----- TEXTE SOURCE -----
En un temps loin de notre temps, de pieux théologiens juifs écrivirent en hébreu l’histoire de la naissance de leur peuple, l’histoire de leur foi aussi, et par-dessus tout l’histoire d’une promesse qui rejaillit comme une eau dans tous les déserts, comme un renouveau dans tous les «déjà» de l’histoire.
Au début donc les grandes figures des patriarches donnent un visage humain et personnalisé à des tribus entières en mouvance. La promesse de Celui qui dit : «Je suis Celui qui suis», Jahweh, le Seigneur, l’Eternel, est avant tout un pays et un avenir, le don d’un temps et d’un espace. L’un et l’autre sont liés dans une alliance scellée entre le Dieu du désert et un peuple dont les tribus se rassemblent autour d’une même charte.
Promesse, alliance, fidélité, obéissance, autant de feux au firmament de ceux qui marchent de rendez-vous en rendez-vous, les uns réussis, les autres ratés, avec le Dieu vivant.
Pour Isaac, un espoir : prendre femme.
Pour Isaac et Rebecca, une attente désespérante : recevoir une descendance.
Pour eux tous : une terre et un avenir.
L’angoisse de Rebecca
Pourquoi avoir attendu si longtemps pour que les enfants se chicanent déjà dans son sein ? Même qu’à la naissance, le second voit le jour, sa petite main agrippée au talon du frère aîné. L’expérience maternelle de l’enfant qui bouge dans son cockpit avant d’atterrir sur la planète Terre devient interrogation douloureuse : l’âme de la mère liée à toutes les âmes maternelles n’oublie pas la tragique histoire de Caïn et Abel, le heurt entre le berger et le cultivateur, entre deux styles de vie, deux cultures, en un mot fratricide !
----- DONNÉES FOURNIES -----
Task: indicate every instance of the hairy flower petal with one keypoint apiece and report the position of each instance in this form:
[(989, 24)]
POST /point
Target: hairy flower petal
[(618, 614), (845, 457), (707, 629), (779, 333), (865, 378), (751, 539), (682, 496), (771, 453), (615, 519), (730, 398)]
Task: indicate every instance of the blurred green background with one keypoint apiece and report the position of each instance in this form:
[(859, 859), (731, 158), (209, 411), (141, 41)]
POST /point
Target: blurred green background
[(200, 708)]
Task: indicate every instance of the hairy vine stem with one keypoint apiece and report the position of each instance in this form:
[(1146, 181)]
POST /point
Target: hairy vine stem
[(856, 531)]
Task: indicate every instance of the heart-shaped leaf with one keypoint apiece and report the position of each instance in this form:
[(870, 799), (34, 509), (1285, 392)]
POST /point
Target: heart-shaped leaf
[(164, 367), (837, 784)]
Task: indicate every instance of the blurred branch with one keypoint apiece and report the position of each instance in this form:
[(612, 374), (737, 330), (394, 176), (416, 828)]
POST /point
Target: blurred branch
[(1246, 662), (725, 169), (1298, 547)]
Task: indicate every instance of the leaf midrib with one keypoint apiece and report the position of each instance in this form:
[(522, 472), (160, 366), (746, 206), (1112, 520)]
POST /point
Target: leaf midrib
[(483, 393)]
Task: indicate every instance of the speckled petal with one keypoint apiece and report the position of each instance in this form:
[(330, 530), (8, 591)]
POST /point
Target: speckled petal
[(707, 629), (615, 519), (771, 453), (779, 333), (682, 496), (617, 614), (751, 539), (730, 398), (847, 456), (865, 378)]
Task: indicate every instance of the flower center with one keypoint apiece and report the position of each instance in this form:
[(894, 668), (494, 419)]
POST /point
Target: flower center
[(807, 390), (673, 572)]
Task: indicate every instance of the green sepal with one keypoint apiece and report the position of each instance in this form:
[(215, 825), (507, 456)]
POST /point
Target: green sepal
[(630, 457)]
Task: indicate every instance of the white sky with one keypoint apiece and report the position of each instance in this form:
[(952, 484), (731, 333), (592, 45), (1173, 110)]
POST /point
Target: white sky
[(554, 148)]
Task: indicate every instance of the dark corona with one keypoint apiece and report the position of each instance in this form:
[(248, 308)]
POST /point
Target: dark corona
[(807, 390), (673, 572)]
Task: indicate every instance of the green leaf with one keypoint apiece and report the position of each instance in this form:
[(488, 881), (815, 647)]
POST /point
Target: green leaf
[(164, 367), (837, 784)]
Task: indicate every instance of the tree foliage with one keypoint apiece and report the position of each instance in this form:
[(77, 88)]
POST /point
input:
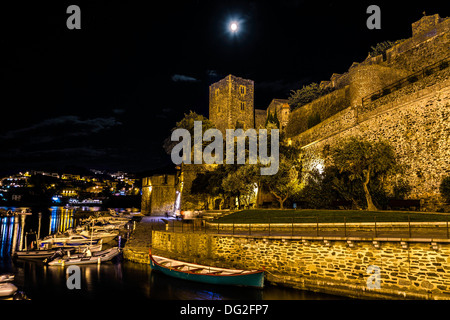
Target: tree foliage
[(286, 182), (444, 188), (188, 123), (365, 164)]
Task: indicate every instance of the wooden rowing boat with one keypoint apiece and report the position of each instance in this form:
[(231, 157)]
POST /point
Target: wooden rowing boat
[(207, 274)]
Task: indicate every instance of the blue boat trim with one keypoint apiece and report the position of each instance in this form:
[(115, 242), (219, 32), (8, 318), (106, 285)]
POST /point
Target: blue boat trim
[(242, 278)]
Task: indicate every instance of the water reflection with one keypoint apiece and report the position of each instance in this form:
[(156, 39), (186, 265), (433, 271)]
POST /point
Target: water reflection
[(117, 279)]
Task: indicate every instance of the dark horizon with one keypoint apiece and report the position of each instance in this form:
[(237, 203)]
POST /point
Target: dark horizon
[(106, 96)]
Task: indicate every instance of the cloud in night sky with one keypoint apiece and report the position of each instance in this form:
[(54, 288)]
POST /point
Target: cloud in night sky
[(64, 126), (183, 78)]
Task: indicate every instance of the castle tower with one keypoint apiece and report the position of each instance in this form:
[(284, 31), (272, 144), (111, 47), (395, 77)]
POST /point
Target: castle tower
[(231, 103)]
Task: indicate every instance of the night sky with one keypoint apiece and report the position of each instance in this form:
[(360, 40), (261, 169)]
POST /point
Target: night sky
[(107, 95)]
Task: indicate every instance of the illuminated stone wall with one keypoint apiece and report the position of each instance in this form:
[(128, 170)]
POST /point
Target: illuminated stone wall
[(231, 103), (159, 194)]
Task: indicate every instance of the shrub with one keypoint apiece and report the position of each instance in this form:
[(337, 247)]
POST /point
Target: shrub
[(443, 65), (444, 188), (313, 120), (412, 79)]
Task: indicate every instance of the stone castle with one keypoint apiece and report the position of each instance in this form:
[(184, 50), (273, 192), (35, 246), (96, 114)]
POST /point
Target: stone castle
[(401, 95)]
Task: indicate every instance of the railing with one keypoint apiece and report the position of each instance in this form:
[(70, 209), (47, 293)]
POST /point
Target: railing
[(299, 227), (414, 77)]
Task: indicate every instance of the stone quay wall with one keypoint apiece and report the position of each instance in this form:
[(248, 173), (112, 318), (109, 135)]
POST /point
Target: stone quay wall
[(408, 268)]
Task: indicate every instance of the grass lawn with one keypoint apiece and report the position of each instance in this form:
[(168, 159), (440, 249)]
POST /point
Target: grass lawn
[(330, 216)]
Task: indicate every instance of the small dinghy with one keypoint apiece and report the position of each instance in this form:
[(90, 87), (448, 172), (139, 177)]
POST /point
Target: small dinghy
[(207, 274), (60, 259), (67, 240), (7, 289), (105, 235), (41, 254)]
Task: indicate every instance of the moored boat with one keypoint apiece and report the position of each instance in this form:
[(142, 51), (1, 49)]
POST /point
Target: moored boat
[(68, 240), (105, 235), (84, 258), (207, 274), (40, 254), (7, 289)]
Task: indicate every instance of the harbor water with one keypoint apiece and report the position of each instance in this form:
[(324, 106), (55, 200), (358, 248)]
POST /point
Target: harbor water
[(117, 279)]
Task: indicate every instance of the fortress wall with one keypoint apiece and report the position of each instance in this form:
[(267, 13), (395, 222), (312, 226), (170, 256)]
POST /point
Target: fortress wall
[(422, 49), (325, 106), (416, 124)]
-----
**EXERCICE COURT A**
D'après le texte source sur Isaac et Rebecca, quel espoir est attribué à Isaac ?
**EXERCICE COURT B**
Reprenez le texte sur l'angoisse de Rebecca à l'endroit où il s'arrête et poursuivez-le.

**RÉPONSE CORRECTE A**
Prendre femme.

**RÉPONSE CORRECTE B**
Est-ce que l’histoire serait une figure à répétitions Hutus et Tutsis, Serbes, Croates et Bosniaques, Juifs et Arabes, Wallons et Flamands, noirs et blancs, indiens et métis, étrangers et Suisses, établis et réfugiés ?
En somme le pourquoi de l’affrontement des frères, le pire affrontement étant celui de ceux qui parlent la même langue, vivent baignés de la même culture, nourris dans le même placenta historique, et pourtant affrontés mortellement.
Les aînés parmi nous ont gardé le souvenir terribles des années noires de la guerre civile d’Espagne ou de ces citoyens, Allemands, qui s’endormaient le soir pour se réveiller Juifs et proscrits le matin.
Mais je vous rassure, chers auditeurs, dans notre histoire tout est bien qui finit bien, d’Abraham, le Père des croyants, à Joseph, en passant par Jacob et Esaü.
Dans l’histoire d’Isaac et de ses fils, il n’y aura pas de meurtre car on est entre gens civilisés : on peut manipuler le droit coutumier, extorquer, menacer, être menacé, fuir, tromper, être trompé, et à la fin se réconcilier à travers tout un cérémonial oriental.
Mais j’anticipe…
Le sens de l’histoire
La question angoissée de Rebecca trouve la réponse d’En-haut : «Deux nations sont dans ton sein, deux peuples sortiront de tes entrailles. L’un de ces peuples sera plus fort que l’autre, et le plus grand servira le plus petit».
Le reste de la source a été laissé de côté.